- **Requirements**
All of the material below is to be retyped exactly.

* Begin *

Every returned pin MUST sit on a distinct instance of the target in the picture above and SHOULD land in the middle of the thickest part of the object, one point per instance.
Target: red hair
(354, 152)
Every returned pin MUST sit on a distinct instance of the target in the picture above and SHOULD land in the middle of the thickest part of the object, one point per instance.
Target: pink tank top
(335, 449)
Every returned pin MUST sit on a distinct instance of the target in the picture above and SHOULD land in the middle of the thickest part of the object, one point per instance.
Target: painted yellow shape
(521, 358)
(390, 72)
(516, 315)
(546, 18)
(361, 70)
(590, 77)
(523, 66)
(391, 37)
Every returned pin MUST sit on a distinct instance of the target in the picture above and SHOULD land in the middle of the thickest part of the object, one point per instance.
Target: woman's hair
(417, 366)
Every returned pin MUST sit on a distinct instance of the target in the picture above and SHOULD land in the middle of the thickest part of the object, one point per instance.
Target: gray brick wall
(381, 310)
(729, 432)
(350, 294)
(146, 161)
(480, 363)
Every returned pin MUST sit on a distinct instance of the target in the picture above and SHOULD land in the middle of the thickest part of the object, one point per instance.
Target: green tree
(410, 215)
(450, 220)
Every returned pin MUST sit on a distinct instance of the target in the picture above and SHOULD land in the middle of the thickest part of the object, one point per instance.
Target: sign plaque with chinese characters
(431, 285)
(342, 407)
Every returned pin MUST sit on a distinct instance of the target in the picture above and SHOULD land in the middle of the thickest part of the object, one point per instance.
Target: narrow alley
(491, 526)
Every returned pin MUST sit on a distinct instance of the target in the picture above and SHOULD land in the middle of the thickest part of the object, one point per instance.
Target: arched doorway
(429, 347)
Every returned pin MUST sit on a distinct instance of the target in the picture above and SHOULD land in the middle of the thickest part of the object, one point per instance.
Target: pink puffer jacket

* End *

- **Exercise result**
Every returned pin MUST sit on a distinct instance of the target in the picture above and SHOULD land in the middle of the thickest part of the object, one point per instance.
Target: red hair
(354, 152)
Every returned pin MUST sit on a distinct instance of the target in the picture above and SHOULD land in the middle of the thickest part of the object, one point per instance.
Target: pink tank top
(335, 449)
Every returned pin MUST sit on a distinct instance of the target in the picture above and SHOULD land in the middle of the thickest part of the object, one point per instance.
Target: painted yellow shape
(521, 358)
(390, 72)
(516, 315)
(546, 18)
(361, 70)
(590, 77)
(523, 66)
(391, 37)
Every returned pin MUST sit on a distinct instance of the target in the picture above and SHOULD land in the middle of the thickest part of the object, one point per instance.
Target: woman's hair
(417, 366)
Every returned pin MUST sit on a distinct instance of the target in the picture above and SHOULD land in the middle of the thickest part of the object, one point per instance.
Target: gray brick wall
(381, 310)
(729, 432)
(350, 294)
(146, 161)
(480, 363)
Every returned pin MUST sit on a distinct instance of the target in the picture above and SHOULD land in the middle of the thickest part of the object, one point per instance.
Target: green tree
(410, 215)
(450, 220)
Every returned pin MUST sit on a distinct instance of the target in the picture above and SHOULD land in the middle of the thickest part of the object, one point per instance.
Target: sign plaque with chinese characters
(431, 285)
(342, 407)
Every returned pin MUST sit on a distinct instance of the target in the picture above and SHOULD land in the middle of the thickest part of the object, one point per instance.
Target: narrow alley
(491, 526)
Every returned pin MUST sit on a distinct instance of the target in the picture above and SHOULD land in the middle of the thickest part of the object, one point per instance.
Target: arched doorway
(429, 347)
Every returned pin MUST sit on a distinct instance of the target in the picture above and SHOULD land in the middle of the thickest part of the object, one point per instance.
Target: pink puffer jacket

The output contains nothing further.